__MATERI YANG DIBERIKAN__.
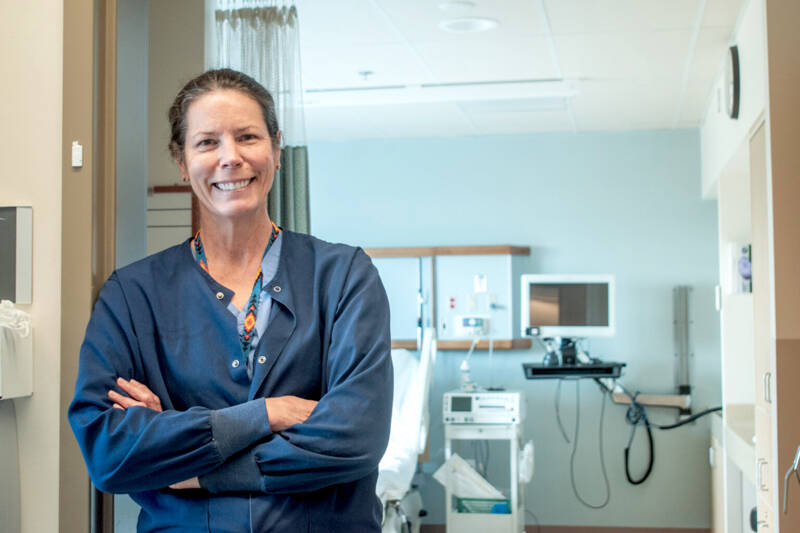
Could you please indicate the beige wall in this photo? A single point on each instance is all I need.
(176, 55)
(30, 148)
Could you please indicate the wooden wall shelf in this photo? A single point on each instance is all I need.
(463, 345)
(430, 251)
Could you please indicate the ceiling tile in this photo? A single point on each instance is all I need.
(339, 124)
(623, 55)
(339, 66)
(343, 22)
(625, 104)
(585, 16)
(722, 13)
(521, 122)
(419, 20)
(474, 61)
(389, 121)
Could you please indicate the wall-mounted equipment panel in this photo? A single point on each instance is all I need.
(16, 254)
(463, 291)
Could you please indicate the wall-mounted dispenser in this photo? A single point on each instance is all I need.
(16, 254)
(16, 352)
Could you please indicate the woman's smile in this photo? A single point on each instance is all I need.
(233, 185)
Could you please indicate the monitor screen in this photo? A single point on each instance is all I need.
(461, 404)
(568, 305)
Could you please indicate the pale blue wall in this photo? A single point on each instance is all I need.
(622, 203)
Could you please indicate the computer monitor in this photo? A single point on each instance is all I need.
(567, 305)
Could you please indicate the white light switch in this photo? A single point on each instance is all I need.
(77, 155)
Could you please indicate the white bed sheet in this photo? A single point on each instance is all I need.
(409, 431)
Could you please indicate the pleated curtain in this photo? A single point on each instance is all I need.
(261, 39)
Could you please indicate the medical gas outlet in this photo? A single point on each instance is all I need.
(471, 326)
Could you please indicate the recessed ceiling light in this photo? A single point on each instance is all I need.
(458, 4)
(468, 24)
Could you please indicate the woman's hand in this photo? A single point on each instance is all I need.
(193, 483)
(285, 411)
(138, 394)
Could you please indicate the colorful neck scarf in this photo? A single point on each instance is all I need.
(246, 335)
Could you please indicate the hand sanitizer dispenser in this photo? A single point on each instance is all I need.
(16, 352)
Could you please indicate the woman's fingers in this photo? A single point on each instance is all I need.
(193, 483)
(285, 411)
(139, 394)
(123, 401)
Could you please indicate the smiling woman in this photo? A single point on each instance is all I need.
(221, 403)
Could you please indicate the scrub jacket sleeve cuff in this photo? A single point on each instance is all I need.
(240, 473)
(240, 426)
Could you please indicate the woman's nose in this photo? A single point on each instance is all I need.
(229, 156)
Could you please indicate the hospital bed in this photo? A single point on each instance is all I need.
(408, 437)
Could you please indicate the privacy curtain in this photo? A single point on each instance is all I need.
(261, 39)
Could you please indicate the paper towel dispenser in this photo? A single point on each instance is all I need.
(16, 352)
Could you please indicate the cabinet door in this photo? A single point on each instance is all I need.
(765, 519)
(716, 459)
(760, 268)
(764, 460)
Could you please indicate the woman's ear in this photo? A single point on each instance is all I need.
(182, 168)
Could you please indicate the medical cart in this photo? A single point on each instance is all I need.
(486, 415)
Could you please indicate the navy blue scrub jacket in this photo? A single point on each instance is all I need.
(160, 322)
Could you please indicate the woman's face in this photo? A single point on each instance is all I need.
(228, 157)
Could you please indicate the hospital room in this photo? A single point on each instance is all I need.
(581, 212)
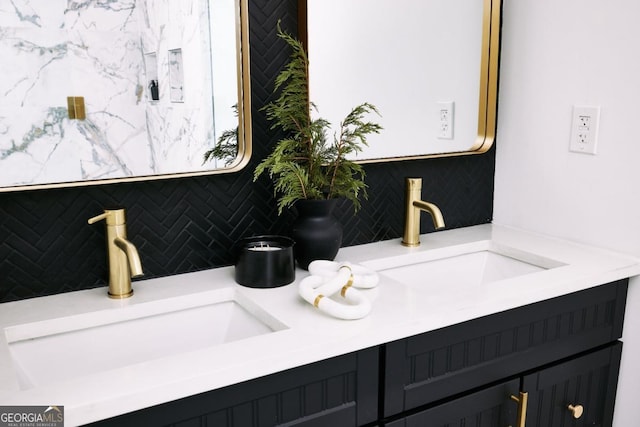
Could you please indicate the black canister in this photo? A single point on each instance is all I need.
(265, 262)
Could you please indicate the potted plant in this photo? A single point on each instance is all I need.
(308, 170)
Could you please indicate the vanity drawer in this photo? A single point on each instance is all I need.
(435, 365)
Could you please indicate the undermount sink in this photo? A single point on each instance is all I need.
(467, 269)
(72, 347)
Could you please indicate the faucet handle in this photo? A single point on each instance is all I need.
(111, 216)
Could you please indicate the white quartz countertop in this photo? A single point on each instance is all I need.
(398, 311)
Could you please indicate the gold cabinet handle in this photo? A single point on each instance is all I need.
(522, 400)
(576, 410)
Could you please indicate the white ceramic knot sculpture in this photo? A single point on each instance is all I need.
(328, 278)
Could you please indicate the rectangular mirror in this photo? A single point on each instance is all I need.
(100, 92)
(430, 67)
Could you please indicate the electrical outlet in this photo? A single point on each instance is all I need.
(445, 120)
(584, 129)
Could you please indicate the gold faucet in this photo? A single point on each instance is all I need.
(123, 258)
(413, 206)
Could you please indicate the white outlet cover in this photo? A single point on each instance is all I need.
(445, 119)
(584, 129)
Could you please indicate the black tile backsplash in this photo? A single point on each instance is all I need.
(182, 225)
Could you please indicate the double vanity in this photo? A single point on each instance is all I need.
(471, 322)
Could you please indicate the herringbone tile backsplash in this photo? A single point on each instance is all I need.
(182, 225)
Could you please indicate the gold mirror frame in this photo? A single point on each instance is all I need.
(244, 140)
(488, 93)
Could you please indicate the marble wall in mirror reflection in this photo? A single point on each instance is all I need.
(111, 53)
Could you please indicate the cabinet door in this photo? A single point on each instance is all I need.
(436, 365)
(589, 381)
(490, 407)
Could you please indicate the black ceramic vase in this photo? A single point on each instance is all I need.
(317, 233)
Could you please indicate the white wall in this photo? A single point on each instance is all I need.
(557, 53)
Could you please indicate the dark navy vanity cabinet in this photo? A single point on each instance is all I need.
(563, 352)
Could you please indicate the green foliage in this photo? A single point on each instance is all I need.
(226, 147)
(304, 165)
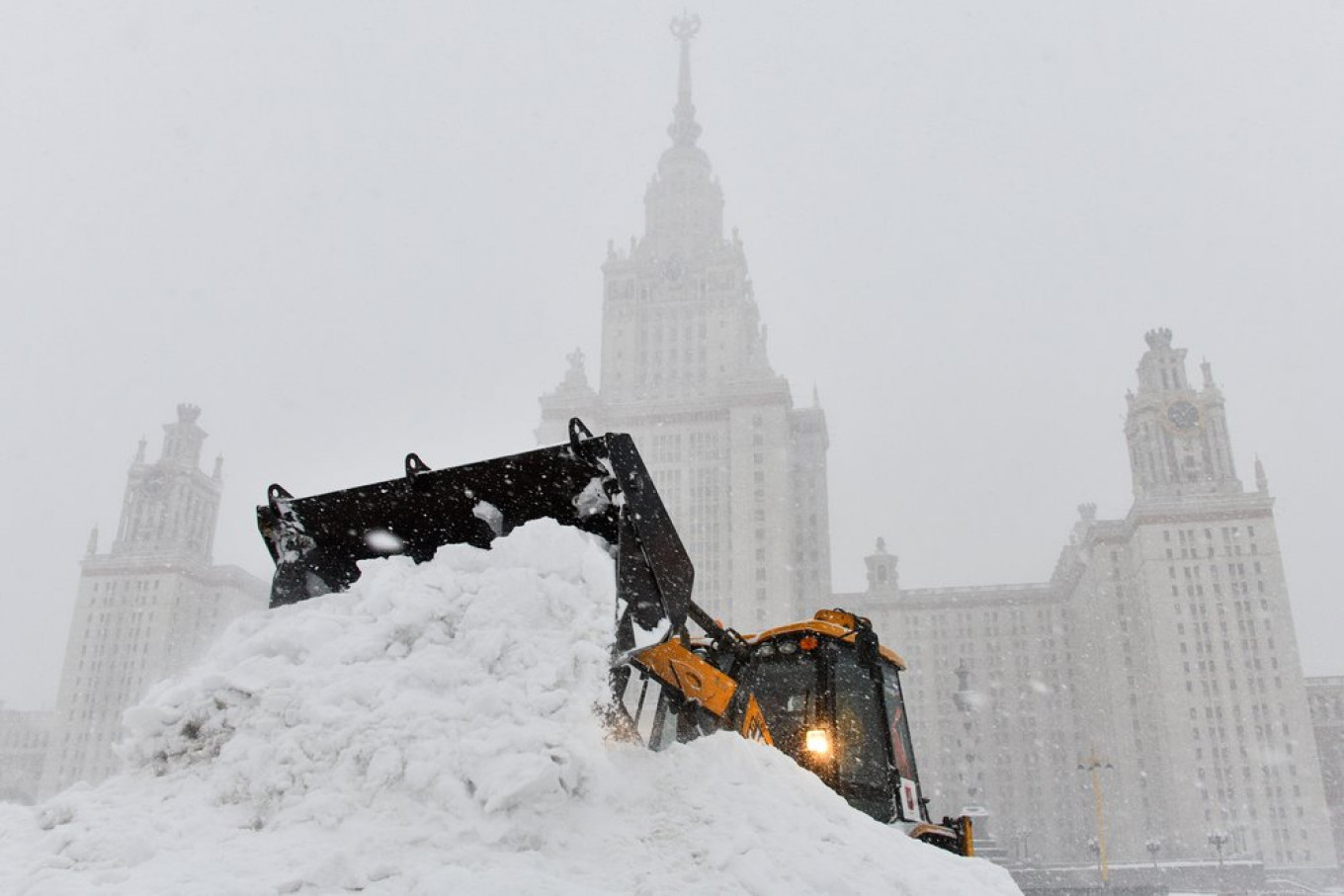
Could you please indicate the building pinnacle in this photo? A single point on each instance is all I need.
(684, 130)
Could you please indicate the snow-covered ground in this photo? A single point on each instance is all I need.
(433, 731)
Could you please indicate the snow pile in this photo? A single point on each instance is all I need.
(433, 731)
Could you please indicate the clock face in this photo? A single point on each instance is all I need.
(674, 268)
(1183, 415)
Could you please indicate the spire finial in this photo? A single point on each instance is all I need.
(684, 130)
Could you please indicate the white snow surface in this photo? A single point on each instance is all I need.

__YANG DIMINTA__. Ubah seluruh item di atas menjadi daftar bernomor tanpa baris kosong. Jangan sertakan gambar dalam jawaban.

__HASIL LATIHAN__.
1. Could you please indicate the beige wall in this photo? A single point on each instance is all I need.
2. (176, 55)
3. (30, 148)
4. Could you please indicate the wooden wall shelf in this photo? A single point on each instance is all I need.
5. (463, 345)
6. (430, 251)
7. Could you please indicate the ceiling tile in this photo? A single point on each instance is all I need.
8. (339, 124)
9. (623, 55)
10. (339, 66)
11. (343, 22)
12. (625, 104)
13. (585, 16)
14. (722, 13)
15. (521, 122)
16. (419, 20)
17. (474, 61)
18. (389, 121)
19. Could you please indicate the wall-mounted equipment panel in this photo? A single point on each instance is all I need.
20. (16, 254)
21. (463, 291)
22. Could you please indicate the wall-mounted dispenser in this photo? A single point on each instance is all I need.
23. (16, 254)
24. (16, 352)
25. Could you please indicate the woman's smile in this photo? A single point on each instance is all I need.
26. (233, 185)
27. Could you please indicate the monitor screen in this photo? A single point on each instance is all I need.
28. (461, 404)
29. (568, 305)
30. Could you please indicate the pale blue wall in this photo? A single point on each instance is all I need.
31. (622, 203)
32. Could you please indicate the computer monitor in this photo? A single point on each instance is all I need.
33. (567, 305)
34. Could you please indicate the white light switch in this photo? A single point on each instance is all I need.
35. (77, 155)
36. Could you please indicate the white bed sheet in this photo? A single point on each instance is all I need.
37. (409, 431)
38. Could you please indicate the pleated curtain in this photo? A single point on each instance is all I need.
39. (261, 39)
40. Could you please indicate the medical gas outlet in this photo? A single point on each instance is all I need.
41. (471, 326)
42. Could you please indicate the recessed ceiling light in this photo? A single point on each instance is all I need.
43. (458, 4)
44. (468, 24)
45. Could you please indicate the woman's hand in this photo? A single point on each instance is all I need.
46. (193, 483)
47. (285, 411)
48. (138, 394)
49. Could you please indicate the colorful neck scarf in this photo? A single point on each instance is all I need.
50. (246, 335)
51. Could you please indicate the hand sanitizer dispenser in this photo? A single point on each instance is all I need.
52. (16, 352)
53. Could you please indicate the woman's fingers in this photo? A single point on each instance is all I need.
54. (193, 483)
55. (285, 411)
56. (139, 394)
57. (123, 401)
58. Could you please indicate the smiling woman in this photo? A single point on each instance is all I need.
59. (221, 403)
60. Could you please indicate the scrub jacket sleeve cuff in this photo? A single point on each instance is all I need.
61. (240, 473)
62. (240, 426)
63. Could you please indicate the woman's nose in this photo? A single point on each instance is all I need.
64. (229, 156)
65. Could you please indicate the hospital bed in this photo? A single point on each instance is all I need.
66. (408, 437)
67. Could you please indicate the privacy curtain in this photo? A single point on each instance is all I need.
68. (261, 39)
69. Could you please indicate the paper towel dispenser in this photo? A single point on each instance is all I need.
70. (16, 352)
71. Could you please indicate the cabinet door in this photo? A single point on each instance is all I need.
72. (765, 519)
73. (716, 459)
74. (760, 268)
75. (764, 460)
76. Could you please indicate the woman's ear in this photo? A single point on each instance is all I need.
77. (182, 168)
78. Could you please indicate the medical cart in this photo? A single point on each instance is all I need.
79. (486, 415)
80. Could you please indicate the navy blue scrub jacket in this photo? A single point on each instance is all I need.
81. (160, 322)
82. Could you please indicate the woman's face in this photo? A single point on each instance is all I need.
83. (228, 157)
84. Could you please indicate the hospital room in this photo? A single point on each instance is all I need.
85. (581, 212)
86. Could you please indicate the black canister in this photo? A single point on each instance is all I need.
87. (265, 262)
88. Could you please indicate the potted plant in this photo? A single point on each instance is all I need.
89. (308, 170)
90. Could you please indicate the vanity drawer in this photo? A single point on each instance is all I need.
91. (435, 365)
92. Could you please indicate the undermount sink in this photo? A single point on each instance is all I need.
93. (467, 269)
94. (72, 347)
95. Could you please indicate the faucet handle in this photo? A single point on each instance is all I need.
96. (111, 216)
97. Could you please indicate the white quartz countertop in this photo? A single point on each instance is all I need.
98. (398, 311)
99. Could you please indicate the gold cabinet handle in this photo? A single point on each instance is all I need.
100. (522, 400)
101. (576, 410)
102. Could you please indicate the white ceramic knot sculpture in this photo? A single point on each instance is all I need.
103. (328, 278)
104. Could you please indicate the rectangular mirror in this photo? A single point on each instance is all I need.
105. (100, 92)
106. (430, 67)
107. Could you please indicate the electrical outlet in this photo? A single point on each instance is all I need.
108. (445, 120)
109. (584, 129)
110. Could you please indicate the gold faucet in this photo? A single point on each instance is all I need.
111. (123, 258)
112. (413, 206)
113. Could you please indicate the white outlet cover in this photo? A single point on each instance is all I need.
114. (445, 119)
115. (584, 129)
116. Could you please indicate the black tile backsplash in this photo? A single point on each instance is all I need.
117. (182, 225)
118. Could you please indicate the double vanity in this photo? A single point on each instance is all I need.
119. (471, 322)
120. Could you please indicate the herringbone tile backsplash in this photo? A single point on each instance is all I need.
121. (182, 225)
122. Could you please indicate the gold mirror frame in this photo? A single point on each instance is all I need.
123. (244, 140)
124. (488, 93)
125. Could you please indicate the marble wall in mirror reflection in this photo? A single point on each instance is all I need.
126. (111, 53)
127. Could you please indicate the cabinet door in this photo? A single point on each instance is all I need.
128. (436, 365)
129. (589, 381)
130. (490, 407)
131. Could you please indicate the black ceramic vase in this photo? A single point on each instance is all I need.
132. (317, 233)
133. Could you please indicate the white wall in this photo? A single point on each instance is all I need.
134. (557, 53)
135. Could you please indicate the dark navy vanity cabinet in this photo? A single point on each instance is all I need.
136. (563, 352)
137. Could you please indicate the green foliage in this photo? A single point on each instance is all I need.
138. (226, 147)
139. (304, 165)
140. Could you please indicate the building pinnacle in this photo? A single point on each instance is all I need.
141. (684, 130)
142. Could you please indicate the snow-covered ground in this photo? A single point on each instance is all I need.
143. (433, 731)
144. Could you please indicate the snow pile in this photo? A single point on each instance is all I need.
145. (433, 731)
146. Could you please indicate the clock face in this photo? A single point on each instance is all I need.
147. (674, 268)
148. (1183, 415)
149. Could you please indicate the spire finial in this photo? A single point on each instance is all I need.
150. (684, 130)
151. Could you please indicate the white snow surface in this photo? A single point on each instance is all I need.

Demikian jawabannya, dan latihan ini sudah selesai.